§ **Entries supplied**
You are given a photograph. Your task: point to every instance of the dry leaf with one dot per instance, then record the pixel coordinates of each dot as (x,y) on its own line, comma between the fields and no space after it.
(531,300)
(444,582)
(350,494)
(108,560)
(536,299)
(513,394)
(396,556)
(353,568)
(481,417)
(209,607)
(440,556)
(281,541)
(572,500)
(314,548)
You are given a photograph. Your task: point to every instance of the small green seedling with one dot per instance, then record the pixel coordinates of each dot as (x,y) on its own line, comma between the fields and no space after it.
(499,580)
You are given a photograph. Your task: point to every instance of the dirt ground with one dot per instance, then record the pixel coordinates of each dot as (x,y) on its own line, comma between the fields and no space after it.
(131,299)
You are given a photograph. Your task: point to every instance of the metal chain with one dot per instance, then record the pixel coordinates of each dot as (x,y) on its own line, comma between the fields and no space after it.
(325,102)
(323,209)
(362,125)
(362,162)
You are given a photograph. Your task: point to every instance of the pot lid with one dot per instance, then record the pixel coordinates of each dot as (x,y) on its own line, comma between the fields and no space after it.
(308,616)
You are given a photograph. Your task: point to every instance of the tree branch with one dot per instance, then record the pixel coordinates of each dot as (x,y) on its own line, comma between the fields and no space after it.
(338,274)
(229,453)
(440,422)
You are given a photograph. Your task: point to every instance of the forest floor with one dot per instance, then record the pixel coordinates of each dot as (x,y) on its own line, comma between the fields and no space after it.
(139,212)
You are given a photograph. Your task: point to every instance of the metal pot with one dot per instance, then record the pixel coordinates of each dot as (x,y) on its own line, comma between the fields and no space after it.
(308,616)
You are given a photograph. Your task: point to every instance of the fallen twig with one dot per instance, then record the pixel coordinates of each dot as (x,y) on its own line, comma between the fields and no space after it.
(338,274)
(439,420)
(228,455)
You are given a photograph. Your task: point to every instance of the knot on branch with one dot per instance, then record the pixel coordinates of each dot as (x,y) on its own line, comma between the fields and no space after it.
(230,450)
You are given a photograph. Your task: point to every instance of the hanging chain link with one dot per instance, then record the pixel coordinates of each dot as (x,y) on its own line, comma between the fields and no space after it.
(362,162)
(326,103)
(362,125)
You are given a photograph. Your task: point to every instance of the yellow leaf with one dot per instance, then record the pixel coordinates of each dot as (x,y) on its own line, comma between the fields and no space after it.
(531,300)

§ **Short exercise**
Rewrite all of the items above, substituting "mark" for "dot" at every occurrence and leaving all other wording unchanged.

§ **Completed exercise**
You are given a photograph. Your task: point to every instance of the dry leaf with one mark per instance, then record the pixel coordinates of each mark as (x,y) on its own line, comma between the fields and no space after it.
(531,300)
(444,582)
(350,494)
(108,560)
(536,299)
(513,394)
(396,556)
(353,568)
(481,417)
(209,607)
(440,556)
(281,541)
(572,500)
(314,548)
You are given a photograph. Your task: point to every instance of the small green seedling with one mark per instance, then record the pixel coordinates of each mark as (x,y) on its own line, comma between the fields and no space after it.
(499,580)
You are given a photograph. Your task: point to every instance of the dirt ground with one mark per instance, then record the pixel coordinates of each mark as (x,y) on its own line, comma between the fields and no space after it.
(131,299)
You are given a photograph. Your task: point to every instance of the metal chain with one mark per instance, then record the pixel coordinates of each mark as (x,y) on its own line, comma between the fields and no space after it.
(325,102)
(323,209)
(362,125)
(362,162)
You are given a photograph. Your task: point to every instance of the pot lid with one mark per instance, then record the pixel coordinates of each mark as (x,y) on its own line, comma between the fields and no space after it.
(308,616)
You are given a photograph. Your task: point to every instance of the tree branch with one mark per instance, then record the pixel coordinates of each mark as (x,y) on its own line, comma between the fields and no space after it.
(338,274)
(229,453)
(440,422)
You are given a photograph. Your task: point to every instance of the forest floor with one mark per instance, then record the pixel coordinates of each mark as (x,y) on its own line, comma between the fields and no space after it.
(139,212)
You are given a photograph. Your task: point to every instance of the metal pot with one mark per instance, then record the pixel coordinates of each mark as (x,y) on its own line, comma between the fields and no space after it.
(308,616)
You are given a photograph. Your task: point to every instance of the fallen twig with one mark per instance, then record the pixel coordinates of each mark as (x,y) on its own line, comma between the fields and no space after it.
(338,274)
(439,420)
(228,455)
You are given a photograph. Your task: point to every instance of the knot on branch with one mark per instance, then record the pixel coordinates of each mark as (x,y) on its own line, comma between the fields and no space after it.
(230,450)
You are given a photograph. Your task: point to every instance of the hanging chain link with one mark per instance, then record the pixel coordinates of each mark as (x,y) on its own line, comma between the fields and no space after it.
(362,162)
(326,103)
(362,125)
You are given a photograph. Your task: point to every instance of the yellow leaf with one mark per instance, then record the pixel coordinates of each mark as (x,y) on its own line, comma between the fields and no space after it.
(531,300)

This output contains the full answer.